(WHAT THE TASK REQUIRES): Lay out every line of the items below as a JSON list of strings, one string per line, with blank lines omitted. Leave the pictures out of your answer.

##### PROVIDED RECORDS

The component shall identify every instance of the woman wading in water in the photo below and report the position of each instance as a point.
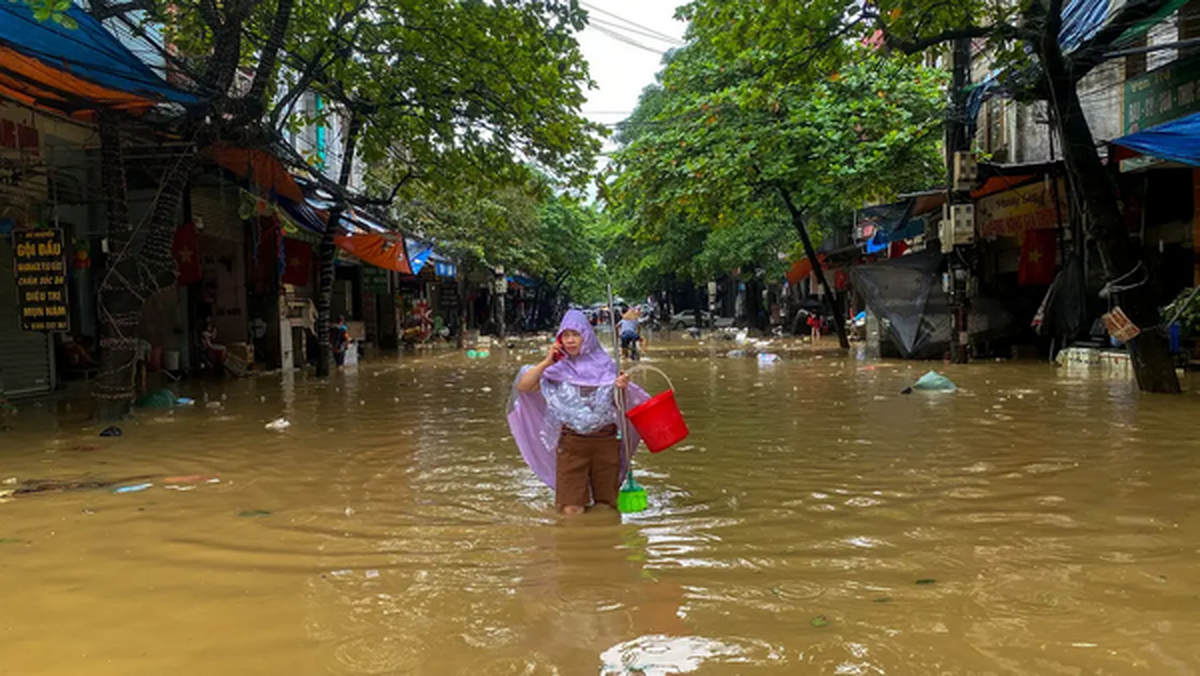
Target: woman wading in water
(564, 414)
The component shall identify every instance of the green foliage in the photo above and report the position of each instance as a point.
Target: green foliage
(1187, 307)
(705, 159)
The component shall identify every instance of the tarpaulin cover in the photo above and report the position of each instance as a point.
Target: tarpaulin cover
(382, 251)
(802, 269)
(907, 293)
(1177, 141)
(81, 69)
(259, 167)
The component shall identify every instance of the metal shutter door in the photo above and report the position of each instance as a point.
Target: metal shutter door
(24, 356)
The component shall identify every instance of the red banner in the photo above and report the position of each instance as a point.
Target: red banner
(187, 255)
(1039, 250)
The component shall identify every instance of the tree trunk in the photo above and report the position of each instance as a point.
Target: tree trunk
(831, 298)
(1122, 262)
(463, 312)
(119, 309)
(329, 252)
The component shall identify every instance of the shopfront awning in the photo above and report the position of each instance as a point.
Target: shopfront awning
(75, 70)
(1177, 141)
(382, 251)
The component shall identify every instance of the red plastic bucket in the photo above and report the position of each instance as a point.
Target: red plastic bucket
(659, 422)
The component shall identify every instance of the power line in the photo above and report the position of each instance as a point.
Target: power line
(633, 31)
(628, 40)
(660, 35)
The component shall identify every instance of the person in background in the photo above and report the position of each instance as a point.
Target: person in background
(340, 338)
(142, 363)
(210, 350)
(630, 331)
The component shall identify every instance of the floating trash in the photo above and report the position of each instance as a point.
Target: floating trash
(933, 381)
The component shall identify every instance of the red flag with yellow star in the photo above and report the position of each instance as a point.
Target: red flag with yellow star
(1039, 251)
(187, 256)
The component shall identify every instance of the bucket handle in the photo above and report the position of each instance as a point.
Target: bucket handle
(648, 368)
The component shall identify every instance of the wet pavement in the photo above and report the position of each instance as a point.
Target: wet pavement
(817, 521)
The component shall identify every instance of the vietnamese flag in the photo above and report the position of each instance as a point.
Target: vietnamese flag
(187, 256)
(297, 262)
(1039, 252)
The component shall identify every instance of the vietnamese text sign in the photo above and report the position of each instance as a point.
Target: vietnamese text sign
(1162, 95)
(375, 280)
(1013, 211)
(41, 280)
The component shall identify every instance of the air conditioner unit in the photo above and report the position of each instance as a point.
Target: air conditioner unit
(957, 226)
(966, 171)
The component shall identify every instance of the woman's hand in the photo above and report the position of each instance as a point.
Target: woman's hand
(555, 353)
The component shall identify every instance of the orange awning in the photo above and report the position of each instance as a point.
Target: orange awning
(31, 82)
(259, 167)
(382, 251)
(803, 268)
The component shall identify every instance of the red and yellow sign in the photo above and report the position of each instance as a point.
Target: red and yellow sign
(1014, 211)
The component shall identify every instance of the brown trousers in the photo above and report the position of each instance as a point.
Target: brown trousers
(588, 468)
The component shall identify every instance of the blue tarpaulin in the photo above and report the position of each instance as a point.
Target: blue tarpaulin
(418, 262)
(1177, 141)
(87, 52)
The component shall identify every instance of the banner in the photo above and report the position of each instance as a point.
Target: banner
(1018, 210)
(1039, 253)
(187, 256)
(41, 280)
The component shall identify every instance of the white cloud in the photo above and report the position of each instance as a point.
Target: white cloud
(624, 46)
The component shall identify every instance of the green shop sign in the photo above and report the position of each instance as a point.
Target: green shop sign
(1162, 95)
(375, 280)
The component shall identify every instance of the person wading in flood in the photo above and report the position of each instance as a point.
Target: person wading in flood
(563, 416)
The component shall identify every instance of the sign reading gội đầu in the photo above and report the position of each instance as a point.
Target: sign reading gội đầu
(41, 268)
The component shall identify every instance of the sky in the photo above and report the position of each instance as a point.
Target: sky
(622, 70)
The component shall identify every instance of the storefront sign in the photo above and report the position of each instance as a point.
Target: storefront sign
(41, 265)
(1162, 95)
(375, 280)
(1013, 211)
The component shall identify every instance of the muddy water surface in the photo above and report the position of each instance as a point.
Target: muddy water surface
(1036, 522)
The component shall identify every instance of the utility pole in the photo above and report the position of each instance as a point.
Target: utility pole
(958, 201)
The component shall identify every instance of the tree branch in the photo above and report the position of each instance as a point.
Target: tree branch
(269, 54)
(1091, 53)
(997, 31)
(101, 11)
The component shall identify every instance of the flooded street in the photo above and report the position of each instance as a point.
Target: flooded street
(1038, 521)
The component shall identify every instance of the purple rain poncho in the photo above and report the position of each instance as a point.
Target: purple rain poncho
(537, 430)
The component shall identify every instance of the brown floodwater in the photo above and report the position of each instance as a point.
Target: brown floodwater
(1038, 521)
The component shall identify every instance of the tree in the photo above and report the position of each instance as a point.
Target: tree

##########

(FULL RESPONSE):
[
  "The component shall identify every instance of the woman wading in water in the photo below and report the position of each instance as a point.",
  "Target: woman wading in water",
  "(564, 414)",
  "The component shall identify every instance of the green foliage in the photo above and report the position of each instance as a point.",
  "Target: green foliage",
  "(1187, 307)",
  "(705, 159)",
  "The component shall identify every instance of the tarpaulin cover in the photo above and report the position of each instance as a point.",
  "Target: tarpaulin cover",
  "(382, 251)",
  "(802, 269)",
  "(907, 293)",
  "(1177, 141)",
  "(81, 69)",
  "(259, 167)",
  "The component shall identify every instance of the metal shutter door in the photo above and report the position of each instance as a point.",
  "Target: metal shutter door",
  "(24, 356)",
  "The component shall identify every instance of the red banner in the photo above and report the position of each instance as a point.",
  "Target: red banner",
  "(187, 255)",
  "(1039, 250)",
  "The component shall identify every instance of the tree trunk in the photo above and report the position of each instance as a point.",
  "Target: tree trunk",
  "(831, 298)",
  "(1122, 262)",
  "(463, 312)",
  "(119, 309)",
  "(329, 252)",
  "The component shall identify every instance of the shopfront awning in the photo above and report the position of each instance as a point.",
  "Target: shopfront awning",
  "(75, 70)",
  "(1177, 141)",
  "(382, 251)",
  "The component shall identify every instance of the red plastic bucket in the photo above and report the position of each instance as a point.",
  "Target: red plastic bucket",
  "(659, 422)",
  "The component shall identify every instance of the power line in the photo above and report the position of each instance as a point.",
  "Target: power line",
  "(633, 31)",
  "(628, 40)",
  "(660, 35)",
  "The component shall identify every instance of the person in background in the photo above and report the position of each instance as a point.",
  "Target: person in background",
  "(340, 338)",
  "(142, 363)",
  "(210, 350)",
  "(630, 331)",
  "The component shall identify every instance of the floating trash in the photo above and report the position of each instance as a point.",
  "Target: floating trash",
  "(933, 381)",
  "The component shall identify every instance of the red flag with yellow star in the photo above and report the position of each instance as a point.",
  "Target: red flag with yellow star",
  "(1039, 251)",
  "(187, 256)",
  "The component shall identify every instance of the bucket handle in the photo above and report the position of each instance as a point.",
  "Target: bucket handle",
  "(648, 368)",
  "The component shall identify every instance of the wet pavement in the photo above and report the position of each instance as a point.",
  "Target: wet pavement",
  "(817, 521)",
  "The component shall identify every instance of the vietnamese flag in the photo above and report the position of each instance as a point.",
  "Target: vietnamese flag",
  "(187, 256)",
  "(297, 262)",
  "(1039, 252)",
  "The component shall identify every instance of the vietnamese text sign in the photo above and report the position of each instance as a point.",
  "Target: vietnamese text sign",
  "(1162, 95)",
  "(375, 280)",
  "(1013, 211)",
  "(41, 280)",
  "The component shall identify every instance of the air conditioner unit in the photo above and report the position of each instance as a point.",
  "Target: air conditioner unit",
  "(957, 226)",
  "(966, 171)",
  "The component shall identify every instance of the woman's hand in the photo above and report the position of each instance as a point.",
  "Target: woman's hand",
  "(555, 353)",
  "The component shall identify every instance of the orange awning in the photo above and report the position of each instance as a point.",
  "Target: orange awning",
  "(31, 82)",
  "(259, 167)",
  "(382, 251)",
  "(803, 268)",
  "The component shall identify every instance of the red and yellow sign in the photo above and report the position of each instance as a point.",
  "Target: red and yellow sign",
  "(1014, 211)",
  "The component shall identify every instance of the brown trousers in the photo above and report the position of each instance as a point.",
  "Target: brown trousers",
  "(588, 468)",
  "The component shall identify every instance of the blue tarpaulin in the photo above and report the position of each instance as a point.",
  "Target: blue tarpaulin",
  "(418, 262)",
  "(1177, 141)",
  "(87, 52)",
  "The component shall identify every instance of the banner in the photo above and report the position of each instance as a point.",
  "Target: banner",
  "(1018, 210)",
  "(1039, 253)",
  "(187, 256)",
  "(41, 280)",
  "The component shall identify every instance of the white cloud in the photo above and report the position of each instance as a point.",
  "Target: white cloud",
  "(624, 46)",
  "The component shall identify every instance of the green shop sign in the photo above and report the position of each instance as a point.",
  "Target: green shop sign",
  "(1162, 95)",
  "(375, 280)",
  "The component shall identify every instance of the person wading in flood in the photo above and report the position of each instance as a point.",
  "Target: person wading in flood",
  "(563, 416)",
  "The component shall identify every instance of the sign reading gội đầu in the photo above and report the position of each instance as a point.",
  "Target: sign reading gội đầu",
  "(41, 268)",
  "The component shall identify every instance of the sky in the photo above and report the position of each instance as a point.",
  "Target: sky",
  "(622, 70)",
  "The component shall identify every instance of the storefront sign in the photo above and report the position of each instance as a point.",
  "Target: storefront sign",
  "(41, 265)",
  "(1162, 95)",
  "(375, 280)",
  "(1013, 211)",
  "The component shall identify every instance of the muddy water surface in the photo above and report the position of each instance as a point.",
  "Target: muddy water surface",
  "(1036, 522)",
  "The component shall identify every instance of the utility pole in the photo above and report the position of each instance as a point.",
  "Target: utility pole",
  "(958, 201)",
  "The component shall identify every instance of the tree branch in the photo above and report the position of each instance as a point.",
  "Target: tree branch",
  "(269, 54)",
  "(1091, 53)",
  "(997, 31)",
  "(101, 11)",
  "The component shall identify every instance of the flooded street in the photo above and report the position of each instance as a point.",
  "Target: flooded street",
  "(1038, 521)",
  "The component shall identify every instance of the purple rain poncho in the photo above and report the position of each instance as a point.",
  "Target: purple rain poncho",
  "(537, 430)",
  "The component shall identify every instance of the brown floodwater in the photo above and report the position of each instance as a point.",
  "Target: brown floodwater",
  "(1038, 521)",
  "The component shall identify every instance of the tree in the photo above and report the position of each instance as a point.",
  "Target: tree"
]